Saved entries
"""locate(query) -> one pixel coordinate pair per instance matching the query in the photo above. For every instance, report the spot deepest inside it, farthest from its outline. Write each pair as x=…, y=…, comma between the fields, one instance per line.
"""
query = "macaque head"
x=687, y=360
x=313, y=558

▶ EXERCISE PROMPT:
Exact retyping of all the entries is required.

▶ OUTPUT FOR THIS EXERCISE:
"""locate(query) -> one pixel coordinate pair per instance matching the query in the photo above. For every instance, report the spot deepest inside it, farthest from its outline. Write each pair as x=…, y=…, comma between the fields, one instance per line.
"""
query = "macaque head"
x=687, y=360
x=313, y=558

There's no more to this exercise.